----- Selected extract

When you see your baby pulling out strands and tufts of her own hair, it can be unnerving. It's easy to jump to conclusions by thinking something is wrong with your baby, when it's actually a typical condition and somewhat common in small children. Most babies grow out of the habit, but you can prevent the hair pulling and ensure that it doesn't turn into a bigger problem.
While pulling hair is not uncommon in babies, occasionally you'll see adverse symptoms and side effects that can become worrisome. Baldness and bald patches can sometimes occur when your baby pulls from the same spot on her head. She might also have tender or red spots on her head because of the constant pulling. When the side effects begin to interfere with her development and disposition, hair pulling becomes a problem.
Most hair-pulling is the result of stress. Your baby likely pulls his hair when he's stressed, tired or nervous. Pulling hair is an effort by your child to control his environment, notes Babycenter.com. It could also be the result of trichotillomania, a psychological condition that causes children to pull out the hair of their body, according to Sydney Children's Hospital.
One of the best ways to get your baby to stop pulling out her hair is to distract her so she doesn't think about it. If you notice your baby is reaching for her hair, hand her a small toy to play with instead. KeepKidsHealthy.com suggests a shorter haircut so your baby's hair isn't easily pulled. You might also consider small toys and objects that feel like hair, such as feathers and pipe cleaners that your baby can hold and play with.

----------
----- Extracted entries

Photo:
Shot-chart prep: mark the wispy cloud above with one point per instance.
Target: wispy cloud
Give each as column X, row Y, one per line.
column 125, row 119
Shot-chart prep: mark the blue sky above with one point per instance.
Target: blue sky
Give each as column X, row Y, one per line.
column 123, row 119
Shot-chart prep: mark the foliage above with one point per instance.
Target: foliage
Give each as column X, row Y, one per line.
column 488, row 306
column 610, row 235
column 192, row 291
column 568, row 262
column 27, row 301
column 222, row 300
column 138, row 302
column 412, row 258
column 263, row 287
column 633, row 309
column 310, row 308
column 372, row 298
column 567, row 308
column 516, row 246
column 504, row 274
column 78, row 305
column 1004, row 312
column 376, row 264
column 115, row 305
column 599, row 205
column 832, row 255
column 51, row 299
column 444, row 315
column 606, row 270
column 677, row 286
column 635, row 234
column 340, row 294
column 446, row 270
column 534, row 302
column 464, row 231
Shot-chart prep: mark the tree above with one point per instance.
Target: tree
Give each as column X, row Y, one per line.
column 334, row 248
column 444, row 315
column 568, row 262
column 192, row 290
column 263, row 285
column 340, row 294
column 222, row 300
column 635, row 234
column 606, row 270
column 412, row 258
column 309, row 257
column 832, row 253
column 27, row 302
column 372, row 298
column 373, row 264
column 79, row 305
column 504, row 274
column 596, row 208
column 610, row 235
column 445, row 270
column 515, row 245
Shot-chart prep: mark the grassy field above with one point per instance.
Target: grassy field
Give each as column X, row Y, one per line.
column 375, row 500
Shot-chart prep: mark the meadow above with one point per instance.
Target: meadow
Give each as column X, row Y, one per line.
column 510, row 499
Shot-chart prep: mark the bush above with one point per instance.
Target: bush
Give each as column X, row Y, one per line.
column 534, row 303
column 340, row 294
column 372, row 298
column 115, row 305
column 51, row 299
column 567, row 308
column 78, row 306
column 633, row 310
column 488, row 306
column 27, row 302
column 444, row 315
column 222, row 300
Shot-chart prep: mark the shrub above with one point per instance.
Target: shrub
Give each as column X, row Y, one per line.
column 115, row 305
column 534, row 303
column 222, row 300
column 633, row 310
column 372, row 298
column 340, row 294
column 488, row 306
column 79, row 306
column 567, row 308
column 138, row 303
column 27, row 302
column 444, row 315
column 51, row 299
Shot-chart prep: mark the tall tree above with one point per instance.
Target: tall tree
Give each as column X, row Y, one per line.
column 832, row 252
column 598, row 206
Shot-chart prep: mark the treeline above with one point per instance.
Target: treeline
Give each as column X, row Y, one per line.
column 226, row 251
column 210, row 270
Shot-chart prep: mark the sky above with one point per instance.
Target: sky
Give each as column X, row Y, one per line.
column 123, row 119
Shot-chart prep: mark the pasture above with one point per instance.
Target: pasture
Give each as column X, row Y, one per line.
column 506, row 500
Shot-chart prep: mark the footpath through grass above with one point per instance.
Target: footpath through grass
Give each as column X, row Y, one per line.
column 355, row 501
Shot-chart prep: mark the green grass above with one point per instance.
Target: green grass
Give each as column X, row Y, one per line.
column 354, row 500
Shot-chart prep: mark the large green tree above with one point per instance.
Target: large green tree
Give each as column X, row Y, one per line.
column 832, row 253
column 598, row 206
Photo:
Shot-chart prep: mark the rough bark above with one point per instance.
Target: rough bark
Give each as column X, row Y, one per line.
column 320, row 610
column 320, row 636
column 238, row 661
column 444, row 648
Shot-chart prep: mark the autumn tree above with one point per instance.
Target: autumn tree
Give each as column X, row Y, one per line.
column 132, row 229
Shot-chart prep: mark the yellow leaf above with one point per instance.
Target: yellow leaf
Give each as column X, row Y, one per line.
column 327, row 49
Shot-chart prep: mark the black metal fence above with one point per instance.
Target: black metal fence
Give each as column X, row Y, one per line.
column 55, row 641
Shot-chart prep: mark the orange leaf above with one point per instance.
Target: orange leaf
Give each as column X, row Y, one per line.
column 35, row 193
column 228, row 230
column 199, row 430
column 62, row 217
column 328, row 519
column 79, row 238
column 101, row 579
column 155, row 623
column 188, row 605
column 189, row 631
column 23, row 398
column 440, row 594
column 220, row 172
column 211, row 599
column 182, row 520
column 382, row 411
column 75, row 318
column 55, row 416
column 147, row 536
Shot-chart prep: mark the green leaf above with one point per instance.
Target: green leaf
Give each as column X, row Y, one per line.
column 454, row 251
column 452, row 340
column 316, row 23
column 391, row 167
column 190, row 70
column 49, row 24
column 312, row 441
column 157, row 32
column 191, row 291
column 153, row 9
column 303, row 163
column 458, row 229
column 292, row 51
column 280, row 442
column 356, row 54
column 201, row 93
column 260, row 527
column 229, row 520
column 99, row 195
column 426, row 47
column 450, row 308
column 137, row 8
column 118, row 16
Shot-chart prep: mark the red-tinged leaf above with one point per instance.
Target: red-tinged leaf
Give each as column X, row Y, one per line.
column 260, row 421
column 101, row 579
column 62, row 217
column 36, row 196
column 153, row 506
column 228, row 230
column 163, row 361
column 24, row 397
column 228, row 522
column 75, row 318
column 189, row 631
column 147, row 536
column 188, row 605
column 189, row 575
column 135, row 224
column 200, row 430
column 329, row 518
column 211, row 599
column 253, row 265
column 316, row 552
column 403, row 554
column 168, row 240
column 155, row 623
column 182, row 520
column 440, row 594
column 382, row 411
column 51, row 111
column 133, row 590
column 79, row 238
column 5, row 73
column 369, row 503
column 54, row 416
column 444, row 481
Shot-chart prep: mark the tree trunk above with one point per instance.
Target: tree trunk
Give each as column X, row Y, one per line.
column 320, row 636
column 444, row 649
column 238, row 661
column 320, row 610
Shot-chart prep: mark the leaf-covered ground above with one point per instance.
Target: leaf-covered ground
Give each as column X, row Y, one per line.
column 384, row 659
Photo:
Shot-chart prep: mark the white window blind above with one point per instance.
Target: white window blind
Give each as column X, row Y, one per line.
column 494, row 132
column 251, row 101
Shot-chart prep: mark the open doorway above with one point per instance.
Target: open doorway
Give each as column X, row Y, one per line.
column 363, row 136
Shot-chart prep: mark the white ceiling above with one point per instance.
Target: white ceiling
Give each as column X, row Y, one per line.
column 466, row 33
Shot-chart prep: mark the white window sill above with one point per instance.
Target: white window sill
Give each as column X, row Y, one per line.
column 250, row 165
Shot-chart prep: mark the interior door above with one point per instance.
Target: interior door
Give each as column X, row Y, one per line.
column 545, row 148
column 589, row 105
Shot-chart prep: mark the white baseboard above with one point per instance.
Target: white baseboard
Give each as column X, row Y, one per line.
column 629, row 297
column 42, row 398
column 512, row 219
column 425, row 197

----------

* What to do:
1) Answer the following questions using the article on babies pulling out their own hair.
(a) What can happen when a baby keeps pulling from the same spot on her head?
(b) What condition does the article cite from Sydney Children's Hospital as a possible cause?
(c) What does KeepKidsHealthy.com suggest to keep a baby's hair from being easily pulled?
2) Continue the article on babies pulling out their own hair, picking up after its final sentence.

* Answers by item number:
1)
(a) Baldness and bald patches can occur.
(b) Trichotillomania, a psychological condition that causes children to pull out the hair of their body.
(c) A shorter haircut.

2)
In most cases, discipline for hair pulling is unnecessary. Your small baby won't understand, and will likely grow out of the habit. Never pull your child's hair or discipline her for what might be an unnoticed habit. Instead, gently remove the hair from your baby's hand and redirect his attention without offering punishment.
In rare cases, when the hair pulling is diagnosed as trichotillomania, your baby will need medical help, notes the University of Michigan Health System. Psychological therapy might be used to evaluate why your baby continues to pull out her hair, and even medications used for obsessive compulsive disorder. See your doctor if the hair-pulling seems more than just a mindless habit and more of a ritual for your baby.